- **What you will do**:
Reproduce the records exactly.

Data entries start

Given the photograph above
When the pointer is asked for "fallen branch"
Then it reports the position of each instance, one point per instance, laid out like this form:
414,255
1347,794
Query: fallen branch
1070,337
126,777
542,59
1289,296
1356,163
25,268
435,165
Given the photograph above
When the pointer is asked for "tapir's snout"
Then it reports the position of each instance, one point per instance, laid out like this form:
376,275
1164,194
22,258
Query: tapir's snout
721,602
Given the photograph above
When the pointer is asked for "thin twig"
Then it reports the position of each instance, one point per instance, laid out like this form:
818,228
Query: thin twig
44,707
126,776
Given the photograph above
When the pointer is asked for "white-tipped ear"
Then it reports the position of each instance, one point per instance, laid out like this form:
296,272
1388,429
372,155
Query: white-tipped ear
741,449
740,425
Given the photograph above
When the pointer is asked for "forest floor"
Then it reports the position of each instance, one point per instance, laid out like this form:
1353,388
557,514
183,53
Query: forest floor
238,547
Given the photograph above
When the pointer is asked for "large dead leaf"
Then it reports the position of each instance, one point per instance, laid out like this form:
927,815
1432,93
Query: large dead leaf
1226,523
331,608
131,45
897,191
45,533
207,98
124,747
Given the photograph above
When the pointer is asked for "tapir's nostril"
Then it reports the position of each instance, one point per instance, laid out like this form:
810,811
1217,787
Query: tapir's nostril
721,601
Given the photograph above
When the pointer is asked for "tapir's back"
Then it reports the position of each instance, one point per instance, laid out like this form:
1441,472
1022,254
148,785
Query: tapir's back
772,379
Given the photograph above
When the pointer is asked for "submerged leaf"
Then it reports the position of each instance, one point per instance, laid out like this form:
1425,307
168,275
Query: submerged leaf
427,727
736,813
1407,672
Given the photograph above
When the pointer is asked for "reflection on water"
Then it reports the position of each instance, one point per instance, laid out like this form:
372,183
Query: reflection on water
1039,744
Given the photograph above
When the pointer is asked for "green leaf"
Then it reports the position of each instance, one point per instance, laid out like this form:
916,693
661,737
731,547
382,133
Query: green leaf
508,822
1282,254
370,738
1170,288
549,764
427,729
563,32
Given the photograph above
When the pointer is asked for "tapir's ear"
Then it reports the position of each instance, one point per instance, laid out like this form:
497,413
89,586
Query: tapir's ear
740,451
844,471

Data entries end

- **Answer for the task**:
Given the photograph above
When the pointer is asked for "fallen branch"
Then it reports the position of each instance, one point per instance, laid out like this form:
414,255
1347,794
Query: fallen branch
1070,337
126,777
542,59
1289,296
1356,163
25,268
435,165
Given the photograph above
When the pointer is asked for "tapir's snout"
Then it reports the position of each instance, one point per instance, laid out like this form:
376,275
1164,194
22,258
Query: tapir's snout
721,602
Given the photograph above
When the pointer is asked for "thin twig"
Then it reports the position of each instance, one point per instance, laid out like this form:
818,228
Query: thin twig
44,707
126,776
Given the photograph above
When the pointer is asked for "white-tipped ear"
Then it reports the position of each instance, one point per instance, laid out like this form:
296,272
1388,429
372,155
Query: white-tipped ear
741,449
740,425
Given the photograph above
When the pointer is asked for "forest floor"
Then it reports the position of each instance, one point per instance, laid out like this form:
1353,388
557,514
183,53
Query: forest floor
238,547
Given the photograph above
When the pointer is asked for "large dead leaf"
Then it reports the position of each instance, one point per instance, laid out like this form:
927,815
1432,93
Query: large dead leaf
1226,523
331,608
131,45
897,191
45,533
207,98
124,747
Given the photograph above
When the pointer is asked for "tapir's nostril"
Then it reports the position of each instance, one point per instance, laid out like this form:
810,811
1217,787
Query: tapir's nostril
721,601
Given the photograph above
When the pointer is asked for "tapir's back"
Then it reports the position of each instance, one point per instance, laid out like this form:
1441,472
1022,254
148,785
Query: tapir's back
772,379
Given the photograph above
When the pointer is asked for "submerged leaf"
Then it reports the position of each instance, one point per instance, laid out like this form:
1425,307
168,275
Query: submerged leaf
427,727
736,813
1407,672
Given the photograph above
When the pointer is asked for "reflection on water"
Then it reports the position of each instance, one point per instance, laid out like this form:
372,183
Query: reflection on water
1039,744
Given the photograph above
When the pointer is asked for "green leaf"
Then it reports the position of each instance, one point per instance, laid out like this form:
916,693
661,737
731,547
382,133
Query: green leaf
508,822
1282,254
370,738
1170,288
549,764
427,729
563,32
Given the photograph above
When the pointer is asked for "tapir's ear"
Then it reports the position of each instance, one point per instance, laid out like this form:
497,413
89,586
Query: tapir's ear
740,451
844,471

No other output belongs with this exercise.